◆ What needs to be done ◆
Identify every line in the entries below that contains the string "instance", and copy each such line in full. Treat the match as case-sensitive.
● ● ●
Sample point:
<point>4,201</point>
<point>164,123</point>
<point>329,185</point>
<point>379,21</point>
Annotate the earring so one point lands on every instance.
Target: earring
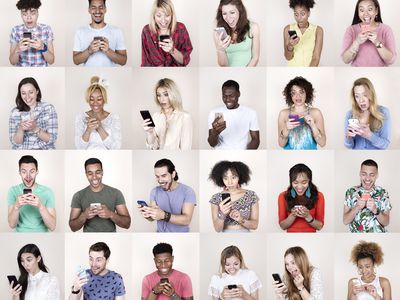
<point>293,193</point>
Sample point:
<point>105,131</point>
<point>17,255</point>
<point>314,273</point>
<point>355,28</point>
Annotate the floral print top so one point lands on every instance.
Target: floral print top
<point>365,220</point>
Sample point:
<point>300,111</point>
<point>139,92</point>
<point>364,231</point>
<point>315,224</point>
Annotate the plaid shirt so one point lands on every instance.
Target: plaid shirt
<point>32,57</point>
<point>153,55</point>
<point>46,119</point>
● ● ●
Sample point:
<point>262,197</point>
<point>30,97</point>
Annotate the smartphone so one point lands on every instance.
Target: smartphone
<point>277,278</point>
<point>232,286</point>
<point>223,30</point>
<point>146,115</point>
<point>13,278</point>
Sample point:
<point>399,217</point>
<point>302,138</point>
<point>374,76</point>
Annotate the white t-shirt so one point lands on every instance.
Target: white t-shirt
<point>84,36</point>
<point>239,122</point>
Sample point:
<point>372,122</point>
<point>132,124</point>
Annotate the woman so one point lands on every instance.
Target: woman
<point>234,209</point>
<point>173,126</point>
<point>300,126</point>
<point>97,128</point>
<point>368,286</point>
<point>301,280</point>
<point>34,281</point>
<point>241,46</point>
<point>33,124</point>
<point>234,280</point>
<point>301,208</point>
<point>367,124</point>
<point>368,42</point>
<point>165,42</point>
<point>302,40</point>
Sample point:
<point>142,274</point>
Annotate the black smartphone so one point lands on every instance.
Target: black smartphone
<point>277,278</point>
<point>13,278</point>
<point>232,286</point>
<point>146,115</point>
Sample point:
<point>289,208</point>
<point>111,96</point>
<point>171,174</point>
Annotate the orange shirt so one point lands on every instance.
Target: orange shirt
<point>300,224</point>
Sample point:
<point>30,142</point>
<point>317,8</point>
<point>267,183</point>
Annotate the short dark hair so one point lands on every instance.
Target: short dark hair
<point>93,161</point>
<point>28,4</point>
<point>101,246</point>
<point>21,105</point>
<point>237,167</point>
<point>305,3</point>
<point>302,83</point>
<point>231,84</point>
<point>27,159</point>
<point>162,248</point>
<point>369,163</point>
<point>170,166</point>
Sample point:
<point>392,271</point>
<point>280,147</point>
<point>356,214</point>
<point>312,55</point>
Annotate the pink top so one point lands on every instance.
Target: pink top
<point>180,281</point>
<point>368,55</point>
● ● ●
◆ In response ◆
Annotate the earring so one point lands on every instance.
Annotate the floral print top so one point lands on every instance.
Annotate the plaid shirt so one point lands on every instance.
Annotate the smartphone so one point lands on every instance.
Annotate the white t-shirt so one point lands on every instance.
Annotate the woman so one point lands on every instance.
Annotate the black smartphone so one point lands on every instance.
Annotate the orange shirt so one point lands on every instance.
Annotate the short dark hair so one point lands on every instance.
Annotate the pink top so one point lands on every instance.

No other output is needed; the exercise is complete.